## Start RECORDS TO USE
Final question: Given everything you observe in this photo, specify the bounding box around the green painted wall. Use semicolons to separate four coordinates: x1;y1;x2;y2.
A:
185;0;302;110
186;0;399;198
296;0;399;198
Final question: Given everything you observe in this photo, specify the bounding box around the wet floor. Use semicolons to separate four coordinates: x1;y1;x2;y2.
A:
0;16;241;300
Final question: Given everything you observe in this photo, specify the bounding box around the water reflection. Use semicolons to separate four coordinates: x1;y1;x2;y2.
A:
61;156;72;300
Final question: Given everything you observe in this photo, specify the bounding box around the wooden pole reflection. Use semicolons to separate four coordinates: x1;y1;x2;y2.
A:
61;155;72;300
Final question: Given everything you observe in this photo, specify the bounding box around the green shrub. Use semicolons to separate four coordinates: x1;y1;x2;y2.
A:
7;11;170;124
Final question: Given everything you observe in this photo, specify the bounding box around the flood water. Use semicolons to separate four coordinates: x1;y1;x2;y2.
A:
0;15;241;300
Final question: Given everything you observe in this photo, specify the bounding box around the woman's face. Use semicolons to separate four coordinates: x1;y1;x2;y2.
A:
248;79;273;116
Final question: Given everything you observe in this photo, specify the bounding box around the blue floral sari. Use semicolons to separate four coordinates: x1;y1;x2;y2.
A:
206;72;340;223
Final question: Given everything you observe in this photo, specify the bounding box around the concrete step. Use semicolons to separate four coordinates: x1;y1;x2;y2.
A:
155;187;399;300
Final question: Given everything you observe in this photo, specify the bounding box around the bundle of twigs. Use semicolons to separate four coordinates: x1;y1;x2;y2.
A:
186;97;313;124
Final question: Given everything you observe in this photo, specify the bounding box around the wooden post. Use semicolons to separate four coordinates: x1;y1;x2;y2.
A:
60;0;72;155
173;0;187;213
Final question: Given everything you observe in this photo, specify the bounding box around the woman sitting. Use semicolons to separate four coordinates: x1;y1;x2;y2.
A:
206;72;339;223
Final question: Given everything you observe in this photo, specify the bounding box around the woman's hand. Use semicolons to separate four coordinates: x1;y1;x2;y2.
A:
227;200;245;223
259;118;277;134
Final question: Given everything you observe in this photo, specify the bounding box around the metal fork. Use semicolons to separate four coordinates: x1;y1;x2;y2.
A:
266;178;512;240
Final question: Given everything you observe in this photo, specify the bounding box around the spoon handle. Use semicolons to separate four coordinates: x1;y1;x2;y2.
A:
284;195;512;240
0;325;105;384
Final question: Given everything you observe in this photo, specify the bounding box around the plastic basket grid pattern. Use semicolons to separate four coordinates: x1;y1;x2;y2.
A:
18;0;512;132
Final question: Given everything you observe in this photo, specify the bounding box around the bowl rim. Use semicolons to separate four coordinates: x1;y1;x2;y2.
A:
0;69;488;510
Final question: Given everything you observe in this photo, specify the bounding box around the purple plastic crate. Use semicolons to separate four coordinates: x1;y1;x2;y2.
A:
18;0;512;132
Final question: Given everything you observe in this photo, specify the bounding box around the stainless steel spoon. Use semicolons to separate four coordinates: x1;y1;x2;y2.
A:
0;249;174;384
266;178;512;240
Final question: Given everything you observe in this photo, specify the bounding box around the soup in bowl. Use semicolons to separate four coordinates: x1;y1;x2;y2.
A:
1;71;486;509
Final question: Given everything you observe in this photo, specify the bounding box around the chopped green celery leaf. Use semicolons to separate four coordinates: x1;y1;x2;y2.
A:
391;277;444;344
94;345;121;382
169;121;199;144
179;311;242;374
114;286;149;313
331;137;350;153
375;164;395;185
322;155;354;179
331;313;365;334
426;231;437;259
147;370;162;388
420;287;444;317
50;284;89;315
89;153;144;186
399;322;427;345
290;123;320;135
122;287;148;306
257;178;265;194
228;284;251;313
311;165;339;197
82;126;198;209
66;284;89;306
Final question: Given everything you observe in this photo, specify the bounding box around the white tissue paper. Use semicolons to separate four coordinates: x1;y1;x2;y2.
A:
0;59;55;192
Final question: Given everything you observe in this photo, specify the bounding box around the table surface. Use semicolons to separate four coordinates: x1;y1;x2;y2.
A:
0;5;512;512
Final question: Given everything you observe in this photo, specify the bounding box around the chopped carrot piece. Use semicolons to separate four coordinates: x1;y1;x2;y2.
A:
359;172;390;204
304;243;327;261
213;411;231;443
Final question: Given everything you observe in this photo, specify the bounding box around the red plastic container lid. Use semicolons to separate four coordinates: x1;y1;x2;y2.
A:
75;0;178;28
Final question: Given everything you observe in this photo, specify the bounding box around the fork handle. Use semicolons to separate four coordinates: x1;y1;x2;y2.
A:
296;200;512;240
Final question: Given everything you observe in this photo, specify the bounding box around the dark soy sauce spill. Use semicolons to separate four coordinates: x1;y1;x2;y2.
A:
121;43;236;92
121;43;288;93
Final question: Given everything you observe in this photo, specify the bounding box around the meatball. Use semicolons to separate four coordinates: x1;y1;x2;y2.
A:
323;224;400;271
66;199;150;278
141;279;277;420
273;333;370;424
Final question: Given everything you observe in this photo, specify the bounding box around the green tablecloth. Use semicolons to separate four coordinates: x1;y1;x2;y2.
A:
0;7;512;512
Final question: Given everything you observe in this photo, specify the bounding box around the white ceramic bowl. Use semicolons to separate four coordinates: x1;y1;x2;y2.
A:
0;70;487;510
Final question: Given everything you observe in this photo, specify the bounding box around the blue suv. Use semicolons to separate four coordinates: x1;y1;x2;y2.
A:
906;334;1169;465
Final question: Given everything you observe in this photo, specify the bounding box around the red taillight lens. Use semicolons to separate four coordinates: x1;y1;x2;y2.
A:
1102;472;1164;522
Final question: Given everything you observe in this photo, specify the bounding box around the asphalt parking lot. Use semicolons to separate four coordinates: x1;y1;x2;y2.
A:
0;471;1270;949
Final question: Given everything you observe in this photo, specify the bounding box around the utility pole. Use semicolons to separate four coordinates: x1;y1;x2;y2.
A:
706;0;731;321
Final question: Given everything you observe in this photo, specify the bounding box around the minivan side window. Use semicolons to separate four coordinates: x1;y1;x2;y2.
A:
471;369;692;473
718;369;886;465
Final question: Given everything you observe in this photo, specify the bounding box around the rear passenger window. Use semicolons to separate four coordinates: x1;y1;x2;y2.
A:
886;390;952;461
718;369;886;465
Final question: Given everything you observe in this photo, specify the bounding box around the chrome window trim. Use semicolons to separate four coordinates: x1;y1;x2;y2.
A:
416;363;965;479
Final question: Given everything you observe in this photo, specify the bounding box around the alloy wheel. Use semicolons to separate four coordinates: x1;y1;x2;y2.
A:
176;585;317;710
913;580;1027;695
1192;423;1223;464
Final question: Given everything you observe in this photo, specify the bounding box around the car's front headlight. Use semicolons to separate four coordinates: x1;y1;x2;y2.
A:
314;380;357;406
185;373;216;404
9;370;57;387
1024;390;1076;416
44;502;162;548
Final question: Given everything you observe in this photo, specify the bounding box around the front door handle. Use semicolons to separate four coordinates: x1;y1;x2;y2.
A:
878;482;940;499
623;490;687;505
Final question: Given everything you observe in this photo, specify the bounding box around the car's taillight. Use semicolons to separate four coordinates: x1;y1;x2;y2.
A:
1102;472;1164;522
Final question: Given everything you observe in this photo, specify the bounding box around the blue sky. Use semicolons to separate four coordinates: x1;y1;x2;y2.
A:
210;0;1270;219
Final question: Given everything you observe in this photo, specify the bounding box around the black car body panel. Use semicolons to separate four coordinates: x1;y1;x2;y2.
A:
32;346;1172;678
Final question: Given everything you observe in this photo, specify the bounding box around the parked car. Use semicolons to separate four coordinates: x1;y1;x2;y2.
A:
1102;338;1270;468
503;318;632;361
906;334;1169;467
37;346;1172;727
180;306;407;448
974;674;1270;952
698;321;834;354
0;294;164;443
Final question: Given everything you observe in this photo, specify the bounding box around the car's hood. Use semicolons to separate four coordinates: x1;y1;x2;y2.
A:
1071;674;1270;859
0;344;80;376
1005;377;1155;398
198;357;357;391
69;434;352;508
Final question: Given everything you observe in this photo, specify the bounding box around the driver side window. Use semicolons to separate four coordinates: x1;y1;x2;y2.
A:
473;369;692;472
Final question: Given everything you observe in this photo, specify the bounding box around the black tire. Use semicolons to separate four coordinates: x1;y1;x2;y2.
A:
## End RECORDS TO USE
_WHAT NEEDS TO BE DONE:_ Write out verbatim the lines of the data from the line containing "hand. Use semicolons to separate four coordinates: x1;y1;x2;y2." up to and including the line containing "259;118;277;134".

_TASK SOLUTION:_
Final question: Given everything you observe in this photo, specify the bounding box around the woman's hand. Use semicolons to separate four coordinates: x1;y1;x2;y2.
A:
227;200;245;223
259;118;277;134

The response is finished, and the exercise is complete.